Passage shown →

Although his details are likely correct, this is not an analysis from physical laws (and other hard requirements, eg usability requirements) which is what you need to show optimality, it's an exploration of the known options.
He makes the point that labs wouldn't adopt a cheaper machine - yes, much cheaper processes are often adopted first by outsiders, who couldn't afford the current ones. Not clear if there's a huge market for home PCR or similar (many DNA-active chemicals need to be used under controlled conditions because mucking with your DNA causes cancer -not sure about PCR specifically)
From a physical point of view, I wonder if energy- transfer thermal cyclers could be replaced by adiabatic compression, which is likely much faster. Depends how well these enzymes work at high pressure. Could be problematic at a process level though.
one of the coolest parts about the original inception was the application of taq polymerase. veritasium did a video of about it not too long ago. a friend of mine and a man whom i very much respect was mullis's lab manager at the time.
A PCR machine is a lot like a lathe or a milling machine. The price of the machine is absolutely dwarfed by the tooling and consumables.
This is about modern PCR, which is already optimized a lot compared to early PCR. And if you're in a "normal" lab, everything around the PCR, all the handling and preparation will be such a large chunk of time that improving the PCR time alone doesn't really matter that much.

Your tasks →
1. Update the stretch of the PCR discussion from "one of the coolest" through "tooling and consumables.", replacing "lathe" with "drill press".
2. Answer these questions from the PCR discussion.
(a) What did the original inception of PCR apply that one commenter calls one of its coolest parts?
(b) To what two machines does one commenter compare a PCR machine?
(c) What process does one commenter suggest might replace energy-transfer thermal cyclers?
3. Pick up the PCR discussion where it stops and continue it.
The items that come after this text are not needed for anything here.

Given data →
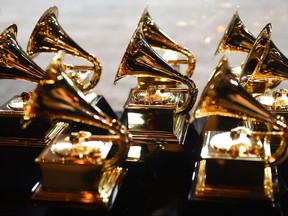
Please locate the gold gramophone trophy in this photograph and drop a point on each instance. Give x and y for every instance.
(169, 50)
(236, 165)
(265, 60)
(77, 168)
(16, 64)
(49, 37)
(238, 39)
(156, 112)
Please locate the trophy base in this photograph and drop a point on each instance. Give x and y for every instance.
(220, 177)
(101, 198)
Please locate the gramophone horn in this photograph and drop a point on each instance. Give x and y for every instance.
(156, 38)
(224, 96)
(56, 97)
(264, 60)
(14, 62)
(49, 36)
(237, 38)
(141, 60)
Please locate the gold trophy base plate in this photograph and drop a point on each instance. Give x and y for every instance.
(81, 199)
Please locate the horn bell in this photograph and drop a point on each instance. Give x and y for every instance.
(141, 60)
(49, 36)
(264, 60)
(224, 96)
(14, 61)
(158, 39)
(56, 97)
(237, 37)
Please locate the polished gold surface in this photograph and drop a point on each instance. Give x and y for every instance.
(264, 60)
(236, 38)
(79, 155)
(49, 36)
(141, 60)
(146, 110)
(224, 96)
(57, 88)
(228, 156)
(14, 62)
(158, 39)
(103, 198)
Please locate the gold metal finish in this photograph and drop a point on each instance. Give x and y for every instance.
(237, 37)
(49, 36)
(14, 62)
(57, 98)
(229, 159)
(224, 96)
(265, 60)
(141, 60)
(57, 88)
(158, 39)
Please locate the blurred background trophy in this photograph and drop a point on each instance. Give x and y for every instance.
(49, 37)
(78, 167)
(266, 61)
(156, 112)
(238, 39)
(18, 146)
(237, 165)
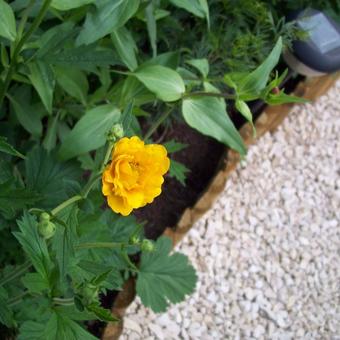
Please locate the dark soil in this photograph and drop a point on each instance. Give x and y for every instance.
(203, 157)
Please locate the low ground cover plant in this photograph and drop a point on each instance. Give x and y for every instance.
(83, 86)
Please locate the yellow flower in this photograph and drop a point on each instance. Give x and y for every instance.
(135, 175)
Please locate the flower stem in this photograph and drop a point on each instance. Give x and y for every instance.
(16, 273)
(37, 21)
(66, 203)
(157, 123)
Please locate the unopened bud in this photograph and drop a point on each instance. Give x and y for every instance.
(147, 246)
(46, 229)
(275, 90)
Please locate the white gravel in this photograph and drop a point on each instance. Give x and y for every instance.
(267, 254)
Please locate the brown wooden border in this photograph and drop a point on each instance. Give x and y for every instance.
(269, 120)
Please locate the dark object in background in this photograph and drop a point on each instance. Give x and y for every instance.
(320, 52)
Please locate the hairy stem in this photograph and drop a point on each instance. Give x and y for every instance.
(37, 21)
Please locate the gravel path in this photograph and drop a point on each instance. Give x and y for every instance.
(267, 254)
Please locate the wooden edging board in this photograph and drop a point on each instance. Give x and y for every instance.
(268, 121)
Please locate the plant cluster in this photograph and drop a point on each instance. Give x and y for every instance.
(75, 78)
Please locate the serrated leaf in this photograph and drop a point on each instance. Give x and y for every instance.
(34, 282)
(13, 198)
(178, 171)
(125, 46)
(164, 278)
(42, 77)
(208, 115)
(73, 82)
(7, 21)
(47, 176)
(102, 313)
(166, 83)
(109, 16)
(8, 148)
(34, 245)
(90, 132)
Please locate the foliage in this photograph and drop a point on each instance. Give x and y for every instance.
(75, 76)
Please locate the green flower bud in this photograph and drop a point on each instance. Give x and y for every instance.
(134, 239)
(44, 216)
(89, 293)
(147, 246)
(46, 229)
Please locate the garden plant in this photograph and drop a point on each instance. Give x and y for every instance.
(84, 85)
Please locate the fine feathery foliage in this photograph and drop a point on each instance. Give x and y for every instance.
(88, 91)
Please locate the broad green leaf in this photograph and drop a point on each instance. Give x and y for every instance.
(13, 198)
(7, 21)
(208, 115)
(201, 65)
(125, 46)
(108, 16)
(178, 170)
(164, 278)
(244, 109)
(256, 81)
(166, 83)
(65, 5)
(73, 82)
(35, 283)
(29, 120)
(172, 146)
(48, 177)
(90, 132)
(58, 326)
(8, 148)
(151, 26)
(34, 245)
(197, 7)
(83, 57)
(42, 78)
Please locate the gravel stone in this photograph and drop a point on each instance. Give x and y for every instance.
(267, 253)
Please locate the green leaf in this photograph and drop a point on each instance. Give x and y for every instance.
(48, 177)
(109, 16)
(151, 26)
(172, 146)
(73, 82)
(29, 120)
(125, 46)
(13, 198)
(90, 131)
(42, 77)
(244, 109)
(256, 81)
(178, 171)
(208, 115)
(50, 139)
(201, 65)
(65, 5)
(8, 148)
(7, 21)
(83, 57)
(196, 7)
(166, 83)
(59, 326)
(283, 98)
(65, 238)
(35, 283)
(164, 278)
(34, 245)
(102, 313)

Solved problems →
1.
one of the coolest parts about the original inception was the application of taq polymerase. veritasium did a video of about it not too long ago. a friend of mine and a man whom i very much respect was mullis's lab manager at the time.
A PCR machine is a lot like a drill press or a milling machine. The price of the machine is absolutely dwarfed by the tooling and consumables.

2.
(a) Taq polymerase.
(b) A lathe or a milling machine.
(c) Adiabatic compression.

3.
In a very automated, high-throughput setting I'd imagine that parallelizing the PCR would be the best way to increase throughput. There probably isn't that much potential in speeding up the time compared to just multiplying the number of reactions. Which is part of the point of the article.
Regarding the cheaper lab instruments, I'm not quite convinced by these ultra cheap examples. Many lab instruments need quite a bit of precision and reliability, and I would be suspicious that the cheap examples here could compete in that regard. Even PCR needs pretty exact temperature control across many individual reaction vessels. Of course the margins on lab instruments are likely enormous, and there should be plenty of potential for cheaper ones. But I don't think the ultra-cheap DIY stuff will convince people, and it'll likely also fail at the purchasing process anyway for larger institutions.